Print the part of the diet anniversary post that opens with the words containing "A year ago today" and closes with "2 stone lighter.", word for word.

● **SELECTED PASSAGE**:
• • • •

Dietversary

 Yes, you will fart accidentally on the treadmill and try to run away

A year ago today life was pretty different. I was at school doing A-Levels, I had long ombre hair, ‘chocolate’ was my only food group, and I was over 2 stone heavier. Now I’m at Uni with short floofy brown hair (aka: it’s really hard to straighten at the back), I’m trying to maintain a pretty balanced diet, and I’m over 2 stone lighter.

Exhibit A 

PSA: For anyone reading this who is sick of me talking about my diet and weight blahblahblah, then read no further. Find another way of procrastinating (I’d personally recommend Ellen’s Youtube channel, those genius kids blow my mind.)

If you’ve got onto this next paragraph then maybe you’re interested in what I have to say (or it’s 1am and you’re simply scrolling on your phone, too tired to switch it off). I’m not going to be talking about how amazing I’ve been at never touching sugar again. I’m not going to lie and say I exercise every day of the week. I’m not going to say cutting chocolate sorts out every other aspect of your life. None of that’s true, and I’m not a clean-eating guru or whatever you call them. Instead I’m just going to truthfully look back at a year of trying to maintain healthy eating and weight loss, the ups and the downs. Also, yolo, I’ve done some little drawings coz it’s not like I have exams in a few weeks or anything (woops).

My starter, main course, and dessert in Sixth Form
It’s ok to take a break. For the first few months of The Diet, I was pretty angelic. I think I was probably quite annoying at social functions, I didn’t touch any sugar or most carbs. It was important to me for those months to prove to myself that I could do it. I was worried that if I let any sugar pass my lips all my resolve would go and I’d fail. It was the right decision then because it allowed me to lose the majority of the weight pretty fast. But after a while, it became clear to me that that wasn’t always necessary. I can take breaks here and there, like when I go on holiday, and know that I’ll be able to get back on the Diet Horse (that’s a metaphorical horse, not a horse that is on a diet because that would probs be quite a thin horse and not gonna lie would you really wanna get on a thin horse?) I've learned not to be too hard on myself, if my diet slips or I can't get to the gym one week, it's okay. Just learn to get back on that horse and not leave the stable altogether (I think I may have killed this metaphor). 

The metaphorical Diet Horse. In reality, I would deff need a stool to get on a horse. 

Flat Mates Come in Handy. If you are trying to attempt a hardcore diet, chances are you won’t really own any crappy foods. Luckily, this strategy works 98% of the time… but just occasionally, your eyes may wander to another cupboard… Not that this is from personal experience or anything, but some flat mates may have Nutella and some may have Coco Pops, and if they happen to fall onto your spoon or into your bowl, that’s really their fault for not locking it away. Right?

• • • •

● **RECORDED DATA**:
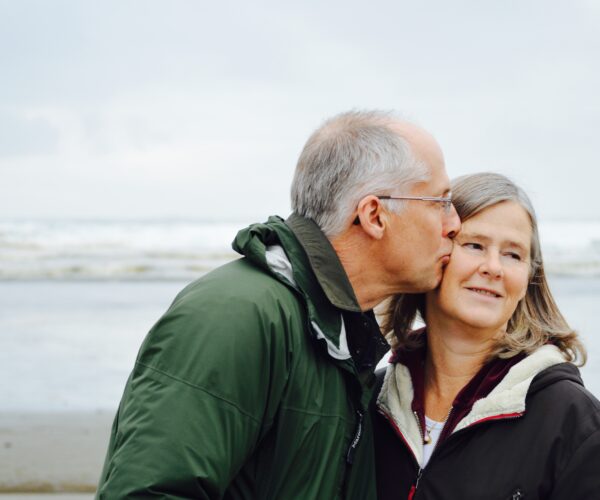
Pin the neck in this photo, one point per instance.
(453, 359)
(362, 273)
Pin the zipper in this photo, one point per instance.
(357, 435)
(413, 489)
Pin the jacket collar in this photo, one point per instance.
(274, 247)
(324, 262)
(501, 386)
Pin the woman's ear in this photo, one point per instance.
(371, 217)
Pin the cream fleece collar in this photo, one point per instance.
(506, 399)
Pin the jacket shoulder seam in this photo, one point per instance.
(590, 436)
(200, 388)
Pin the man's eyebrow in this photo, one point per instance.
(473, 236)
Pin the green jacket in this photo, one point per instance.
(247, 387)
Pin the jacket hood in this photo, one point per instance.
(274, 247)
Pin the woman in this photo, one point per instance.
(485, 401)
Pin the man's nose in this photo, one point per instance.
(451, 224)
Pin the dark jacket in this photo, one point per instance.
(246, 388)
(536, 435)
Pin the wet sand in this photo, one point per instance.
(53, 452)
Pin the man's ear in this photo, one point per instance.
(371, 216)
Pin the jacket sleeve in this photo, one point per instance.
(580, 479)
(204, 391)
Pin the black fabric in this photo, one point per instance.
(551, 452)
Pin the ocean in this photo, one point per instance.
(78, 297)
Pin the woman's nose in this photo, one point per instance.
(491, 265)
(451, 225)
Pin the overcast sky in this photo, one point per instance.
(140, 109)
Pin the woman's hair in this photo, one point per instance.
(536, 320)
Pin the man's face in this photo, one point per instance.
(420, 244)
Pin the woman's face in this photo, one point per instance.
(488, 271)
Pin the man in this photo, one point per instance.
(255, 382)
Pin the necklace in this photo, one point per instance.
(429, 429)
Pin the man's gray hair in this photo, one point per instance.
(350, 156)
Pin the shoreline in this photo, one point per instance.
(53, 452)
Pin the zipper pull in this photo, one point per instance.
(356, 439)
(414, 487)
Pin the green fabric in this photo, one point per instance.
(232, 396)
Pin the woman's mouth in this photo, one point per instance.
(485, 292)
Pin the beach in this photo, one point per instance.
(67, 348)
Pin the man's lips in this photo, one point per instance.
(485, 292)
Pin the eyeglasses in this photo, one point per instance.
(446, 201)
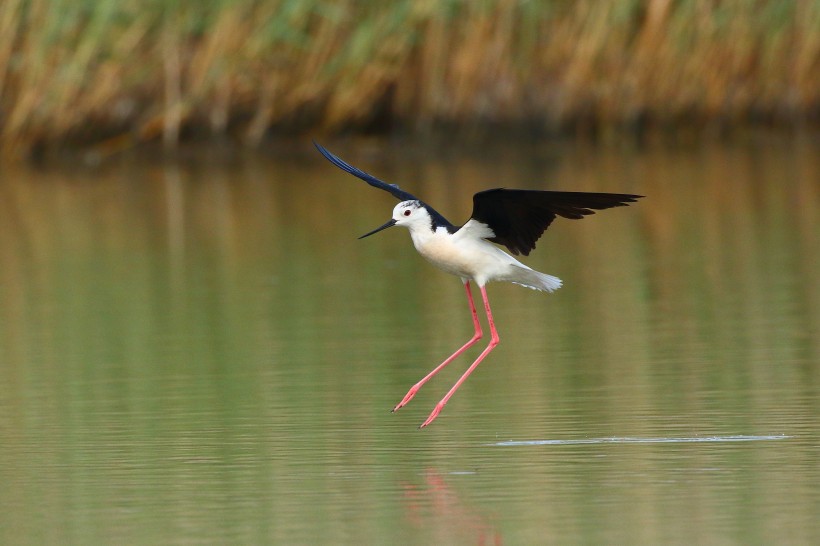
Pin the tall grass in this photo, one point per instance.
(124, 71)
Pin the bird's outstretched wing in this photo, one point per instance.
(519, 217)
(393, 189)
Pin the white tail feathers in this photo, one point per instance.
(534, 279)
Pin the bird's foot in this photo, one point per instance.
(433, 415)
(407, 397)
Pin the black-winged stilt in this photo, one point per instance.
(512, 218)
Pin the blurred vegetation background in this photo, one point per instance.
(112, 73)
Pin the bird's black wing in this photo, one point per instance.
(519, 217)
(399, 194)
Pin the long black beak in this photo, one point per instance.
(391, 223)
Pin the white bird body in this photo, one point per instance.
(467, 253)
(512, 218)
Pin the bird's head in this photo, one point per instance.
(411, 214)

• • • •

● **ANSWER FOR THIS EXERCISE**:
A year ago today life was pretty different. I was at school doing A-Levels, I had long ombre hair, ‘chocolate’ was my only food group, and I was over 2 stone heavier. Now I’m at Uni with short floofy brown hair (aka: it’s really hard to straighten at the back), I’m trying to maintain a pretty balanced diet, and I’m over 2 stone lighter.